Things to do.
a: In the La Garrucha health project page, rewrite the paragraph beginning "With a dignified heart we ask" as a short list that keeps its main facts.
b: Reproduce the part of the La Garrucha health project page between "It is all our" and "Zona Selva Tzeltal.", inclusive, without any changes.

(Page text begins)

About the La Garrucha Health Project

Message from Community Health Organisation of the Indigenous Maya of the State of Chiapas (OSIMECH)

Brothers and Sisters of New Zealand, we send you a cordial revolutionary greeting on behalf of the Coordinators and Health Authorities who are working in Caracol III of the La Garrucha Tzeltal Selva Zone.

Our policy, and the way of health of the communities in resistance, is to be able to live a dignified life without becoming ill or dying from preventable or curable illnesses. It is important therefore that we know how to look after ourselves; that we have the knowledge and materials needed to cure our illnesses; that we have good health education; to have clinics, hospitals, medicines, herbs, doctors, midwives, promoters, osteopaths who work with one heart respecting the desires and culture of the people.

This is the health for which we fight as Zapatistas and the health which our indigenous people in resistance hope to achieve.

In this organisation we work together to create health and to be healthy as individuals and as a people. Only if we all have good health can we collectively work with strength, truth and dignity to fight for the rights of indigenous Mexicans and others, and not fail our people as the bad government has done, leaving them with the worst poverty; dying from malnutrition and other curable and preventable diseases, and without the right to organise.

There are many needs that that form part of the construction of the Autonomous Zapatista Health System. Between us all we will try to help the people in resistance who with our rebellion will awaken us to seek a world in which many worlds fit, to grow from below and to the left.

It is all our word which we express to you brothers and sisters of a country that we don’t know, but we do know that our heart is with you and yours with us, and we greet you with happiness and have faith in your strong hearts.

With a dignified heart we ask for the resources that will strengthen our fight for a better world. The part that our brothers and sisters of New Zealand give will help in five specific areas: capacity building of General Health, vaccination programme, operating costs, prevention brigades, and medical campaigns.

Greetings to all, and to all we wish good health from our dignified rebel lands, Zona Selva Tzeltal.

Julio Jiménez Hernández
for
Community Health Organisation of the Indigenous Maya of the State of Chiapas (OSIMECH) San Cristóbal de Las Casas

The Wellington Zapatista Support Group

We work to raise funds to support the La Garrucha Health project, and raise awareness of the Zapatista struggle. For more information or if you would like to get involved please visit our blog http://www.floweroftheword.wordpress.com or email us on zapatistasolidarity(AT)gmail.com. If you would like to recieve invites to our events and news updates (around 3 emails per month) then send a blank email to altavoz-subscribe(AT)lists.riseup.net.
Other Groups Supporting the La Garrucha Health Project

Latin American Solidarity Committee
Venezuelan Support Network of Australia
Venezuelan Support Network of Aotearoa/New Zealand (Christchurch)

(Page text ends)
(Recorded information begins)

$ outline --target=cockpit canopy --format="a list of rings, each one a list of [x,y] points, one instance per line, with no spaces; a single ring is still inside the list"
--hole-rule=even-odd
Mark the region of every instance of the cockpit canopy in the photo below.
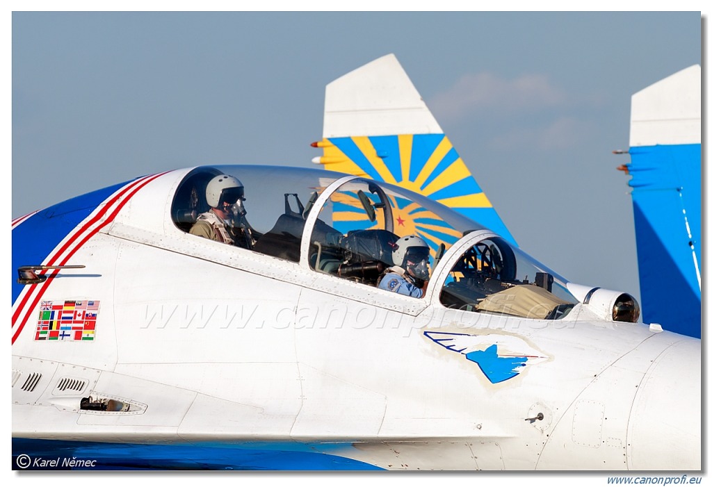
[[[396,242],[412,235],[427,245],[430,277],[446,272],[441,288],[433,290],[444,306],[555,319],[577,302],[565,279],[460,213],[399,186],[339,173],[197,168],[179,183],[172,201],[178,228],[189,232],[199,215],[210,210],[206,188],[219,174],[244,185],[242,204],[233,207],[227,223],[235,245],[253,252],[376,287],[398,264],[393,260]],[[305,237],[309,245],[303,246]],[[441,269],[441,262],[449,268]]]

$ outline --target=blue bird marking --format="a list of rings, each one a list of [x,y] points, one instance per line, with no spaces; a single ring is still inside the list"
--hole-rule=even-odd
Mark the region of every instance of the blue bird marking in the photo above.
[[[466,353],[467,360],[480,367],[482,373],[493,384],[498,384],[519,374],[517,368],[525,365],[526,357],[500,357],[497,346],[491,345],[486,350]]]
[[[483,348],[484,343],[480,344],[476,341],[476,336],[466,333],[450,333],[440,331],[424,331],[423,334],[441,347],[465,355],[471,362],[476,363],[487,380],[493,384],[511,379],[519,375],[522,368],[525,367],[530,359],[545,358],[534,355],[506,355],[498,353],[497,343],[493,343],[485,350],[473,350],[474,348]],[[493,339],[493,336],[489,336]],[[510,344],[511,347],[511,344]],[[471,351],[467,351],[467,350]],[[529,365],[531,365],[530,363]]]

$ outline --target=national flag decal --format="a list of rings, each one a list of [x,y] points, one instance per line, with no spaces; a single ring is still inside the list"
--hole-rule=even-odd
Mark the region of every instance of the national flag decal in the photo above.
[[[94,340],[98,301],[43,301],[35,340]]]

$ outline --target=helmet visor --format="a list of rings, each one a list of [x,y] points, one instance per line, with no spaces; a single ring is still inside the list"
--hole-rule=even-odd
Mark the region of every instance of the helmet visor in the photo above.
[[[226,203],[229,205],[234,205],[237,200],[241,198],[244,194],[245,188],[242,186],[226,188],[220,195],[220,203]]]

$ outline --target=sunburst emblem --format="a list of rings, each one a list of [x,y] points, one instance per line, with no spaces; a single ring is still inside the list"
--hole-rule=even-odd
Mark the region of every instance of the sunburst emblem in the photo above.
[[[513,242],[487,196],[444,134],[337,137],[325,139],[319,146],[324,149],[320,162],[326,168],[414,191],[453,208]],[[419,210],[424,209],[395,203],[395,233],[417,232],[431,247],[434,244],[437,247],[441,242],[447,245],[454,241],[452,237],[456,235],[443,232],[440,225],[433,221],[431,213],[418,215]],[[350,212],[357,208],[350,206]]]

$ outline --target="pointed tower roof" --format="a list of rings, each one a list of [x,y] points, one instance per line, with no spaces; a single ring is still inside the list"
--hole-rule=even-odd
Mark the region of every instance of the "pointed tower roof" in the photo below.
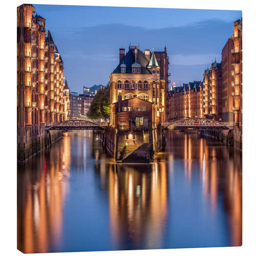
[[[157,58],[155,56],[155,53],[152,53],[152,55],[151,56],[151,58],[150,60],[150,62],[147,65],[147,68],[150,69],[151,68],[160,68],[159,65],[158,65],[158,63],[157,63]]]
[[[69,85],[68,84],[68,82],[67,80],[65,81],[65,85],[64,86],[64,90],[69,90]]]

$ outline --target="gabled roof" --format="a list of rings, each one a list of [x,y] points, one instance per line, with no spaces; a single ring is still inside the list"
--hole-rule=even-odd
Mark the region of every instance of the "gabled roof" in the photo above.
[[[150,69],[151,68],[160,68],[159,65],[158,65],[158,63],[157,63],[157,58],[155,56],[155,53],[152,53],[152,55],[151,55],[151,58],[150,60],[150,63],[148,63],[147,65],[147,68]]]
[[[41,16],[40,16],[40,15],[37,15],[37,13],[36,14],[36,15],[35,15],[35,17],[36,18],[42,18],[44,19],[45,19],[45,18],[43,18]]]
[[[148,60],[145,57],[143,53],[138,49],[137,54],[137,59],[141,66],[141,74],[151,74],[151,72],[147,69],[147,65],[148,63]],[[114,70],[113,73],[121,73],[121,65],[124,63],[126,65],[126,73],[132,74],[132,65],[135,62],[134,59],[134,54],[133,53],[133,49],[130,49],[126,53],[124,57],[122,59],[121,61]]]
[[[69,90],[69,85],[68,84],[68,82],[67,80],[65,81],[65,85],[64,86],[64,90]]]

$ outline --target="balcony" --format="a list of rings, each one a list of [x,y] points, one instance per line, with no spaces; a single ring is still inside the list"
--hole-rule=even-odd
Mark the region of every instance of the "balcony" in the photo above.
[[[31,24],[30,22],[25,22],[24,23],[24,27],[25,28],[31,28]]]
[[[231,95],[233,97],[238,97],[238,96],[240,96],[240,95],[239,94],[239,93],[238,93],[238,92],[232,92],[231,93]]]
[[[239,111],[240,110],[240,108],[239,106],[232,106],[232,110],[233,111]]]
[[[32,57],[33,58],[36,58],[37,57],[37,54],[36,52],[32,52]]]
[[[240,52],[240,50],[239,49],[232,49],[231,50],[231,53],[232,53],[232,54],[234,54],[234,53],[239,53]]]
[[[238,70],[232,70],[231,71],[231,74],[232,76],[234,76],[234,75],[239,75],[240,73],[240,71]]]
[[[234,38],[236,38],[236,37],[237,37],[238,36],[238,35],[237,34],[232,34],[231,35],[230,35],[230,38],[232,39],[232,40],[233,40]]]
[[[26,72],[31,72],[31,67],[25,67],[24,68],[24,71]]]
[[[37,38],[36,37],[31,37],[30,42],[32,44],[36,44]]]
[[[25,52],[24,53],[25,57],[31,57],[31,52]]]

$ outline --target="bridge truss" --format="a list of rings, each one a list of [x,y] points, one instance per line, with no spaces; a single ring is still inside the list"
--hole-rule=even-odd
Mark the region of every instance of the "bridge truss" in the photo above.
[[[89,118],[75,118],[46,126],[46,130],[74,130],[105,129],[108,124],[105,122],[97,122]]]
[[[163,126],[169,130],[230,130],[231,123],[222,123],[207,118],[182,117],[176,118],[172,122],[162,123]],[[177,120],[178,119],[178,120]]]

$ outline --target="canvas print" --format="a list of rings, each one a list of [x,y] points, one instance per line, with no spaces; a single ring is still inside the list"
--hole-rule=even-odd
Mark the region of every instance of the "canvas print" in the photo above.
[[[18,250],[242,245],[242,23],[17,7]]]

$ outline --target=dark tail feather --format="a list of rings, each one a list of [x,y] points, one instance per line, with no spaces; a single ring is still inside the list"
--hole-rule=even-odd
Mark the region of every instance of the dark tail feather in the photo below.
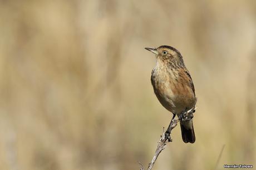
[[[189,121],[191,121],[192,120]],[[180,122],[180,128],[181,129],[181,134],[182,134],[182,139],[183,139],[183,142],[185,143],[190,142],[191,143],[193,143],[195,141],[195,132],[194,131],[194,127],[193,123],[191,122],[191,124],[190,125],[190,128],[188,128],[186,127],[186,122]],[[187,128],[186,128],[187,127]]]

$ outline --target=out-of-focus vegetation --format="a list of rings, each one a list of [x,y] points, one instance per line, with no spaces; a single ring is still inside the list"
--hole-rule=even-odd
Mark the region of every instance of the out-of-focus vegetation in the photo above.
[[[0,169],[139,169],[171,114],[154,55],[183,55],[196,141],[179,127],[155,169],[256,162],[254,1],[0,1]],[[256,164],[254,164],[256,166]]]

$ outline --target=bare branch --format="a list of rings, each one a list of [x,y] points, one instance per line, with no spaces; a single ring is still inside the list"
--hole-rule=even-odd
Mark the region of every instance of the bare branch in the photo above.
[[[193,113],[195,112],[195,107],[193,107],[188,111],[185,111],[181,114],[180,114],[180,116],[178,119],[173,119],[170,123],[170,124],[167,129],[166,131],[164,132],[164,132],[163,134],[160,137],[160,139],[159,142],[158,142],[157,146],[156,147],[156,151],[155,152],[155,155],[152,159],[151,162],[149,164],[149,167],[147,167],[147,170],[152,169],[156,159],[157,158],[158,156],[159,156],[161,152],[165,148],[165,146],[166,146],[167,143],[169,142],[172,142],[172,139],[171,138],[170,134],[171,132],[178,124],[178,123],[180,120],[183,121],[188,121],[191,119],[193,117]],[[141,167],[140,170],[144,170],[143,168],[143,166],[140,162],[139,162]]]

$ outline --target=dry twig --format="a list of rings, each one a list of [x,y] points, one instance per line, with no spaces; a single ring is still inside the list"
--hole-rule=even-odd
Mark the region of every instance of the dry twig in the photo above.
[[[152,169],[152,168],[153,167],[154,164],[155,164],[156,159],[157,158],[161,152],[165,148],[165,146],[168,142],[172,142],[172,139],[170,134],[171,134],[171,132],[173,129],[174,129],[177,126],[179,121],[181,119],[183,121],[190,120],[193,117],[193,113],[195,112],[195,107],[193,107],[188,111],[185,111],[180,114],[180,116],[178,119],[173,119],[171,121],[168,128],[165,132],[164,132],[164,128],[163,134],[161,136],[160,139],[157,143],[157,147],[156,147],[155,155],[154,156],[151,162],[149,164],[147,169],[147,170]],[[142,164],[139,162],[139,163],[140,165],[140,170],[144,170]]]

(Recorded information ends)

List of answers.
a:
- The writers ask for resources to strengthen their fight for a better world.
- Support from New Zealand will help in five areas:
  - capacity building of General Health
  - vaccination programme
  - operating costs
  - prevention brigades
  - medical campaigns

b:
It is all our word which we express to you brothers and sisters of a country that we don’t know, but we do know that our heart is with you and yours with us, and we greet you with happiness and have faith in your strong hearts.

With a dignified heart we ask for the resources that will strengthen our fight for a better world. The part that our brothers and sisters of New Zealand give will help in five specific areas: capacity building of General Health, vaccination programme, operating costs, prevention brigades, and medical campaigns.

Greetings to all, and to all we wish good health from our dignified rebel lands, Zona Selva Tzeltal.